**Dataset rows**
begin

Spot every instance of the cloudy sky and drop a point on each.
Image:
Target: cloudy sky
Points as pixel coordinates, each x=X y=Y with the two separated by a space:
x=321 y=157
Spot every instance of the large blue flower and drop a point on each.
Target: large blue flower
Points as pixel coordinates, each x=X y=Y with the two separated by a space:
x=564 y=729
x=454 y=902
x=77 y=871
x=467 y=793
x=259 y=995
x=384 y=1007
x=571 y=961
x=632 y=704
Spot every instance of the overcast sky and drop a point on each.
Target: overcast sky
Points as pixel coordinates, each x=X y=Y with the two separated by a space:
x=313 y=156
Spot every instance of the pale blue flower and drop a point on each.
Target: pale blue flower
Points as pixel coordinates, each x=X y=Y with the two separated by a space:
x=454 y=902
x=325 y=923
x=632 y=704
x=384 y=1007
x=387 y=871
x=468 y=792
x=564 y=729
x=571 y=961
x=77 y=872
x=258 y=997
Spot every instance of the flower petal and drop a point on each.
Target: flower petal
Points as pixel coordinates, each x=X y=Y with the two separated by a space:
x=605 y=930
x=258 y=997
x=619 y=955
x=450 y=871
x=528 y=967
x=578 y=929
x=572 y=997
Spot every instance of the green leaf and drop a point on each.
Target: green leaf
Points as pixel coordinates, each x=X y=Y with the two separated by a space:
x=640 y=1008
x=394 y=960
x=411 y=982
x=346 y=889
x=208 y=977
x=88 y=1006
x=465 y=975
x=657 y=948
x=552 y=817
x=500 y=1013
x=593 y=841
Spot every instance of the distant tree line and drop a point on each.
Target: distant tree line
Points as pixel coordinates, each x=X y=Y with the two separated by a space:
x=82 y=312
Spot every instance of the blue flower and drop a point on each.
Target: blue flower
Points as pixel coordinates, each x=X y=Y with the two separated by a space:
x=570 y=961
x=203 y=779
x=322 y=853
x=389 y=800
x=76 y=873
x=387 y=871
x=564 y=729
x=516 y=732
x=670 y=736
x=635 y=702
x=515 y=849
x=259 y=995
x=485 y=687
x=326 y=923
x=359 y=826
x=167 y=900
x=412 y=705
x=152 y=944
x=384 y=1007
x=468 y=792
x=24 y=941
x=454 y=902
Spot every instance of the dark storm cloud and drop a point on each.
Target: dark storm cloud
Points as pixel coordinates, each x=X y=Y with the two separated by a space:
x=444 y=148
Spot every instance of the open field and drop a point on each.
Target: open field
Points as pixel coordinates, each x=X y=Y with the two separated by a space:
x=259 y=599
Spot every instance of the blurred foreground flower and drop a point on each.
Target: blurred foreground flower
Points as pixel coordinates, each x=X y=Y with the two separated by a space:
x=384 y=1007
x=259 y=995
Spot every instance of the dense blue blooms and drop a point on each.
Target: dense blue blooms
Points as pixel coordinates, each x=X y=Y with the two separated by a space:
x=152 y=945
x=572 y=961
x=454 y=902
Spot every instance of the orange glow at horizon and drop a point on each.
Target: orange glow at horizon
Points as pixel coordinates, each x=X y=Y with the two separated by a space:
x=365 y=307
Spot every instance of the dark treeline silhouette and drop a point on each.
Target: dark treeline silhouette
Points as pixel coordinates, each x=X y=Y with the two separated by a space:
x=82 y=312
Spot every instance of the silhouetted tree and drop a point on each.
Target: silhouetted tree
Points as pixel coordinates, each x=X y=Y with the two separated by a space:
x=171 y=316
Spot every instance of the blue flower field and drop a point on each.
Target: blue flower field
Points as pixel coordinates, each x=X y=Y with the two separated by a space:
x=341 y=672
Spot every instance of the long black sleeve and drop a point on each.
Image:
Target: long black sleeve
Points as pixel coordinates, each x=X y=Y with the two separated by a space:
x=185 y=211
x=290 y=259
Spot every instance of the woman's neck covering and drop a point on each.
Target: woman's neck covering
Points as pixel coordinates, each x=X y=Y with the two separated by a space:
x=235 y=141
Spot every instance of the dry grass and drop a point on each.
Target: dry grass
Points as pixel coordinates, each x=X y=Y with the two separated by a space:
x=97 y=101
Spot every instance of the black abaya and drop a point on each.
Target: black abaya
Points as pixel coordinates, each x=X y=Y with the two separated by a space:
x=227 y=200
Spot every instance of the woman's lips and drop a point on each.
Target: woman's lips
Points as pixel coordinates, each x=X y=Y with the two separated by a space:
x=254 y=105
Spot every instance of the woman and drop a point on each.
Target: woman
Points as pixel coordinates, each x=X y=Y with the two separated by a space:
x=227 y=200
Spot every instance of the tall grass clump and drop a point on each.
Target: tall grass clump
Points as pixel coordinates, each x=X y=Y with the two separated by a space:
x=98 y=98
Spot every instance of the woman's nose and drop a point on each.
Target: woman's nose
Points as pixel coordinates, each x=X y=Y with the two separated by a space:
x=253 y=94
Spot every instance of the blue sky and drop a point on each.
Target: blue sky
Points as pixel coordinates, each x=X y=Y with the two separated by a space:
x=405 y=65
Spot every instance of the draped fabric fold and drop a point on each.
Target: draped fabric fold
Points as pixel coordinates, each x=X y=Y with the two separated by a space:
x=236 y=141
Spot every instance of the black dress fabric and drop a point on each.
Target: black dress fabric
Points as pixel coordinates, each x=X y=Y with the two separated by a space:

end

**Task statement**
Can you express every line of the entries above as a JSON list of strings, one string per line, leaving out any blank lines?

**Result of this exercise**
[
  "Spot every instance of the cloudy sky and drop a point on each.",
  "Image:",
  "Target: cloudy sky",
  "Points as pixel coordinates, each x=X y=Y with the two separated by a space:",
  "x=321 y=157",
  "Spot every instance of the large blue flower and drop a point on each.",
  "Target: large blue flower",
  "Points as pixel coordinates, each x=X y=Y with the two separated by a space:",
  "x=564 y=729",
  "x=454 y=902",
  "x=77 y=871",
  "x=467 y=793",
  "x=259 y=995",
  "x=384 y=1007",
  "x=571 y=961",
  "x=632 y=704",
  "Spot every instance of the overcast sky and drop a point on each.",
  "Target: overcast sky",
  "Points as pixel coordinates, each x=X y=Y with the two separated by a space:",
  "x=313 y=156",
  "Spot every instance of the pale blue flower and drop a point on each.",
  "Target: pale blue flower",
  "Points as pixel coordinates, each x=X y=Y with the two separated by a space:",
  "x=454 y=902",
  "x=325 y=923",
  "x=632 y=704",
  "x=384 y=1007",
  "x=387 y=871",
  "x=468 y=792",
  "x=564 y=729",
  "x=571 y=961",
  "x=77 y=872",
  "x=258 y=997",
  "Spot every instance of the flower petal and drop a point on each.",
  "Target: flower petal",
  "Points as pixel coordinates, each x=X y=Y with the two separated by a space:",
  "x=605 y=930",
  "x=258 y=997",
  "x=619 y=955",
  "x=450 y=871",
  "x=528 y=967",
  "x=578 y=929",
  "x=572 y=997",
  "Spot every instance of the green leaf and drop a point on each.",
  "Target: green leaf",
  "Points as pixel coordinates, each x=X y=Y with the two separated by a space:",
  "x=640 y=1008",
  "x=394 y=960",
  "x=411 y=982",
  "x=346 y=889",
  "x=208 y=977",
  "x=88 y=1006",
  "x=465 y=975",
  "x=657 y=948",
  "x=552 y=817",
  "x=500 y=1013",
  "x=593 y=841",
  "Spot every instance of the distant tree line and drop a point on each.",
  "Target: distant tree line",
  "Points as pixel coordinates, each x=X y=Y with the two separated by a space:",
  "x=82 y=312",
  "Spot every instance of the blue flower and drop a point on each.",
  "Target: blue flower",
  "Points as pixel coordinates, each x=X y=Y with the two separated by a space:",
  "x=570 y=961",
  "x=203 y=779",
  "x=322 y=853",
  "x=389 y=800",
  "x=76 y=873",
  "x=387 y=871",
  "x=564 y=729",
  "x=516 y=732",
  "x=670 y=736",
  "x=635 y=702",
  "x=515 y=849",
  "x=259 y=995",
  "x=485 y=687",
  "x=326 y=923",
  "x=359 y=826",
  "x=167 y=900",
  "x=412 y=705",
  "x=152 y=944",
  "x=384 y=1007",
  "x=468 y=792",
  "x=24 y=941",
  "x=454 y=902",
  "Spot every instance of the dark storm cloud and drop a point on each.",
  "Target: dark storm cloud",
  "Points as pixel coordinates, each x=X y=Y with the two separated by a space:",
  "x=444 y=148",
  "Spot every instance of the open field and drop a point on each.",
  "Target: open field",
  "Points as pixel coordinates, each x=X y=Y with the two separated by a space:",
  "x=259 y=599",
  "Spot every instance of the blurred foreground flower and drop a point on each.",
  "Target: blurred foreground flower",
  "Points as pixel coordinates, each x=X y=Y with the two separated by a space:",
  "x=384 y=1007",
  "x=259 y=995",
  "Spot every instance of the dense blue blooms and drop a point on each.",
  "Target: dense blue blooms",
  "Points as pixel coordinates, each x=X y=Y with the two separated by a space:",
  "x=152 y=945",
  "x=572 y=961",
  "x=454 y=902",
  "Spot every instance of the orange glow at horizon and drop a point on each.",
  "Target: orange glow at horizon",
  "Points as pixel coordinates, each x=X y=Y with the two separated by a space:",
  "x=365 y=307",
  "Spot every instance of the dark treeline silhouette and drop a point on each.",
  "Target: dark treeline silhouette",
  "Points as pixel coordinates, each x=X y=Y with the two separated by a space:",
  "x=82 y=312",
  "Spot every instance of the silhouetted tree and drop a point on each.",
  "Target: silhouetted tree",
  "Points as pixel coordinates, each x=X y=Y with the two separated by a space:",
  "x=171 y=316",
  "Spot every instance of the blue flower field and drop a point on each.",
  "Target: blue flower field",
  "Points as pixel coordinates, each x=X y=Y with the two separated by a space:",
  "x=341 y=672",
  "Spot every instance of the long black sleeve and drop a point on each.",
  "Image:",
  "Target: long black sleeve",
  "Points as pixel coordinates, each x=X y=Y with the two separated by a space:",
  "x=185 y=211",
  "x=290 y=259",
  "Spot every instance of the woman's neck covering and drop a point on each.",
  "Target: woman's neck covering",
  "Points as pixel coordinates, each x=X y=Y with the two separated by a space:",
  "x=235 y=141",
  "Spot every instance of the dry grass and drop a point on each.",
  "Target: dry grass",
  "Points as pixel coordinates, each x=X y=Y with the two separated by a space:",
  "x=97 y=101",
  "Spot every instance of the black abaya and drop a point on each.",
  "Target: black abaya",
  "Points as pixel coordinates, each x=X y=Y with the two separated by a space:",
  "x=227 y=200",
  "Spot every instance of the woman's lips and drop a point on each.",
  "Target: woman's lips",
  "Points as pixel coordinates, each x=X y=Y with the two separated by a space:",
  "x=254 y=105",
  "Spot every instance of the woman and drop a point on each.",
  "Target: woman",
  "Points as pixel coordinates, each x=X y=Y with the two separated by a space:",
  "x=227 y=200",
  "Spot every instance of the tall grass clump and drop a point on each.",
  "Target: tall grass clump",
  "Points as pixel coordinates, each x=X y=Y with the two separated by a space:",
  "x=98 y=98",
  "Spot every instance of the woman's nose and drop a point on each.",
  "Target: woman's nose",
  "Points as pixel coordinates, each x=X y=Y with the two separated by a space:",
  "x=253 y=94",
  "Spot every instance of the blue sky and drop a point on each.",
  "Target: blue sky",
  "Points as pixel coordinates, each x=X y=Y with the two separated by a space:",
  "x=405 y=65",
  "Spot every instance of the draped fabric fold and drop a point on each.",
  "Target: draped fabric fold",
  "Points as pixel coordinates, each x=X y=Y with the two separated by a space:",
  "x=236 y=141",
  "Spot every instance of the black dress fabric and drop a point on each.",
  "Target: black dress fabric",
  "Points as pixel coordinates, each x=X y=Y with the two separated by a space:"
]